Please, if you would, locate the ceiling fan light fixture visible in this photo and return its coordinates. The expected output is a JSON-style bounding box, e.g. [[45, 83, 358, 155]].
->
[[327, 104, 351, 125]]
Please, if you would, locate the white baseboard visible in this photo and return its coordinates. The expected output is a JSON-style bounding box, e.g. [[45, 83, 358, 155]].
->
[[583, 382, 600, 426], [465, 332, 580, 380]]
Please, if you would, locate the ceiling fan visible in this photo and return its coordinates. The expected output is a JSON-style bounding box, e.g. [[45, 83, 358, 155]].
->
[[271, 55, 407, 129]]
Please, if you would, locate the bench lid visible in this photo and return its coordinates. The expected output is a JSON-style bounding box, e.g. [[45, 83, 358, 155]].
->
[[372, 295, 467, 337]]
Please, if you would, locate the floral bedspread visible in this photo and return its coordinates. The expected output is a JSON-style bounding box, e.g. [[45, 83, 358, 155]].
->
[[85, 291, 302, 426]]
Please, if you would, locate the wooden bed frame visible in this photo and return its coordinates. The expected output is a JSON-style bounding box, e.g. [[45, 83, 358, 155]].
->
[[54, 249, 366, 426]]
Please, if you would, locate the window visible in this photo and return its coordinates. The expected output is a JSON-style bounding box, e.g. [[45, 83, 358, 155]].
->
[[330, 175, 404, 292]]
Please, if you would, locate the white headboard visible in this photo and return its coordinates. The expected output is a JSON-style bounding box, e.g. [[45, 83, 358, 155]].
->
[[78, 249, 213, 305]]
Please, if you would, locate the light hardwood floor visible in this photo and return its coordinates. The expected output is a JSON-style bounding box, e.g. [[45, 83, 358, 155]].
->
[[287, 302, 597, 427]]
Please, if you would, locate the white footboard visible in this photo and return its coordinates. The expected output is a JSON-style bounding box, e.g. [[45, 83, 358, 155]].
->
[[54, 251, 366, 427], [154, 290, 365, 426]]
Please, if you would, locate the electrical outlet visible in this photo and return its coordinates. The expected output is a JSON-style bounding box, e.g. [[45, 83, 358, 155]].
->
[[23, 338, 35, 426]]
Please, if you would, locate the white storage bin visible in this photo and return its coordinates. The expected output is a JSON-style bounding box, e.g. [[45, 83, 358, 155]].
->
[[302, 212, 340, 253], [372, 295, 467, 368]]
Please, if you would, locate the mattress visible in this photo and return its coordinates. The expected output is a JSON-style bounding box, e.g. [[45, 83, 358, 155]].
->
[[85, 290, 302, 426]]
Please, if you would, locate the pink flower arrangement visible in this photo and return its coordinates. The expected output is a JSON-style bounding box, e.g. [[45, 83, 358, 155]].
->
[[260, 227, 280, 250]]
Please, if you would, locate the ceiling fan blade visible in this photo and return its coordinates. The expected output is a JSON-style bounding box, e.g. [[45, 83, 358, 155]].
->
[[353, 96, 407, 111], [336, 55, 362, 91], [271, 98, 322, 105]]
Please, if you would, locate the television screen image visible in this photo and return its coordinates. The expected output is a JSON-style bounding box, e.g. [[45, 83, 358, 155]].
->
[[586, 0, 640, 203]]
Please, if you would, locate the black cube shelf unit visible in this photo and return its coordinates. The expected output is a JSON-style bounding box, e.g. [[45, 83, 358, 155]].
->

*Your instructions*: Copy out every item above word for word, changing nothing.

*Complete answer*:
Please, if you would, locate the ceiling fan light fixture visible in this photo and return its coordinates. The expected output is a JSON-style bounding box, e.g. [[45, 83, 358, 155]].
->
[[327, 104, 351, 125]]
Please, if you would, locate the white baseboard visible in this photo and return its coordinates. The expected output is a JSON-style bounding box, e.g. [[45, 83, 358, 155]].
->
[[583, 382, 600, 426], [465, 332, 580, 380]]
Please, if you would, locate the ceiling fan visible in this photo and return its coordinates. The expected output is a JSON-style bounding box, e.g. [[45, 83, 358, 155]].
->
[[271, 55, 407, 129]]
Please, if you would, locate the bench lid visible in this photo and return its coordinates. The expected output is a JSON-style bounding box, e.g. [[45, 83, 358, 155]].
->
[[372, 295, 467, 337]]
Please, if you would, locate the floral bedspread visible in this photo and return its coordinates. The expected output is a JSON-style bounding box, e.g. [[45, 83, 358, 155]].
->
[[85, 291, 302, 426]]
Please, if you would, locate the wooden bed frame visible in this photo and return its coordinates. The expected output is a JSON-style bounding box, e.g. [[45, 83, 358, 155]].
->
[[54, 249, 366, 426]]
Please, if you would, locate the window visible in this photo and return its coordinates. The expected output is a JSON-style bounding box, e.g. [[45, 83, 358, 155]].
->
[[330, 175, 404, 292]]
Please, if you would, locate the white headboard visible in this photo and return its coordinates. The expected output is a JSON-style bounding box, e.g. [[45, 83, 358, 155]].
->
[[78, 249, 213, 305]]
Please, if you would, locate the light hardwood floor visible in this photo and return its coordinates. The expected output is a JSON-style bounding box, e.g. [[45, 83, 358, 155]].
->
[[287, 302, 597, 427]]
Please, if you would, locate the white footboard visible in this photo and return its coordinates. The expected output is a JSON-style bounding box, e.g. [[45, 83, 358, 155]].
->
[[54, 251, 366, 427], [154, 290, 365, 426]]
Please, if you would, locate the electrical outlet visible in this photo and return its coordinates. The expected output is a JSON-style bounding box, e.g. [[45, 83, 358, 155]].
->
[[23, 338, 35, 426]]
Please, if you would, locate the white storage bin visible in this photo and return its coordinates. The expected output is a JSON-style bounding box, e.g. [[45, 83, 358, 155]].
->
[[302, 212, 340, 253], [372, 295, 467, 368]]
Please, if you would, locate the mattress visible in this photo and return its coordinates. The expected output is a JSON-style bounding box, e.g. [[45, 83, 358, 155]].
->
[[85, 290, 302, 426]]
Please, if you would, locate the pink flower arrangement visible in this photo and return its coordinates. The expected output is a JSON-style bounding box, e.g. [[45, 83, 358, 155]].
->
[[260, 227, 280, 250]]
Please, if you would, locate the ceiling fan blade visible in this photo and return its coordinates. The expected output is a JSON-style bounding box, e.g. [[45, 83, 358, 155]].
->
[[353, 96, 407, 111], [336, 55, 362, 91], [271, 98, 322, 105]]
Please, if you would, locate the television screen image visible in this photo and return its coordinates. The expected output is a JSON-style bounding box, e.g. [[45, 83, 358, 155]].
->
[[586, 0, 640, 203]]
Please, if you would, locate the black cube shelf unit visible in this photo and return its coordinates. The expected output is a JSON-style bounding box, e.g. [[45, 83, 358, 155]].
->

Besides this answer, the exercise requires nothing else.